Whatever the records hold, copy it exactly and completely.

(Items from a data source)

*** Block opens ***

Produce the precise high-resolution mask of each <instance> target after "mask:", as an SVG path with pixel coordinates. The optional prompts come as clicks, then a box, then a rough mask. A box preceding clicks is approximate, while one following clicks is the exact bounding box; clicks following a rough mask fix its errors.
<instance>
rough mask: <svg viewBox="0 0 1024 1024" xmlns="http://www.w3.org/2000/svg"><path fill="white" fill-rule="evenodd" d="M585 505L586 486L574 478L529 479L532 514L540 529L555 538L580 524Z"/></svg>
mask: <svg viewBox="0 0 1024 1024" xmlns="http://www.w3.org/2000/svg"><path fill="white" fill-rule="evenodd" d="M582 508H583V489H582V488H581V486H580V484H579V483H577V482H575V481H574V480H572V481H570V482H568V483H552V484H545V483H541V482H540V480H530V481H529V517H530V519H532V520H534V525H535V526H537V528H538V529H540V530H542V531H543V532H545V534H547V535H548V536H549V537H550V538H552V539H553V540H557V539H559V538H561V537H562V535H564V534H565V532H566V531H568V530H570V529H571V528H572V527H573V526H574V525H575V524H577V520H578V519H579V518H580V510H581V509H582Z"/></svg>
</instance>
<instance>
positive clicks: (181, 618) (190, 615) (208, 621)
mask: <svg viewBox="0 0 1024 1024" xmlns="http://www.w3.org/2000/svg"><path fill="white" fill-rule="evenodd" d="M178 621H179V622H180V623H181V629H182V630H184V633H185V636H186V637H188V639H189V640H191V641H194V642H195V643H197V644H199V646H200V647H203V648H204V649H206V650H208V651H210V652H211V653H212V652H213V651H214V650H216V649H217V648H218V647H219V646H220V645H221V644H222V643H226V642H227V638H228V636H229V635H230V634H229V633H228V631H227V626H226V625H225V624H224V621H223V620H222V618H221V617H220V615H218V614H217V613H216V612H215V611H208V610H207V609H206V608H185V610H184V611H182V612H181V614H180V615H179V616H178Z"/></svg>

*** Block closes ***

Solution to this task:
Produce the precise high-resolution mask of each <instance> target after "mask:", as an SVG path with pixel coordinates. The optional prompts come as clicks, then a box, then a rough mask. A box preceding clicks is approximate, while one following clicks is the exact bounding box; clicks following a rough mask fix its errors.
<instance>
rough mask: <svg viewBox="0 0 1024 1024" xmlns="http://www.w3.org/2000/svg"><path fill="white" fill-rule="evenodd" d="M585 505L586 486L574 478L529 479L532 514L540 529L555 538L580 524Z"/></svg>
mask: <svg viewBox="0 0 1024 1024" xmlns="http://www.w3.org/2000/svg"><path fill="white" fill-rule="evenodd" d="M582 508H583V489H582V488H581V486H580V484H579V483H577V482H575V481H574V480H572V481H570V482H568V483H552V484H545V483H541V482H540V480H530V481H529V517H530V519H532V520H534V525H535V526H537V528H538V529H540V530H542V531H543V532H545V534H547V535H548V536H549V537H550V538H552V539H553V540H557V539H559V538H561V537H562V535H564V534H565V532H566V531H568V530H570V529H571V528H572V527H573V526H574V525H575V524H577V520H578V519H579V518H580V510H581V509H582Z"/></svg>
</instance>
<instance>
positive clicks: (181, 618) (190, 615) (208, 621)
mask: <svg viewBox="0 0 1024 1024" xmlns="http://www.w3.org/2000/svg"><path fill="white" fill-rule="evenodd" d="M178 621H179V622H180V623H181V629H182V630H184V633H185V636H186V637H188V639H189V640H191V641H194V642H195V643H197V644H199V646H200V647H203V648H204V649H206V650H208V651H210V652H211V653H212V652H213V651H214V650H216V649H217V648H218V647H219V646H220V645H221V644H222V643H226V642H227V638H228V636H229V635H230V634H229V633H228V631H227V626H226V625H225V624H224V621H223V620H222V618H221V617H220V615H218V614H217V613H216V612H215V611H208V610H207V609H206V608H185V610H184V611H182V612H181V614H180V615H179V616H178Z"/></svg>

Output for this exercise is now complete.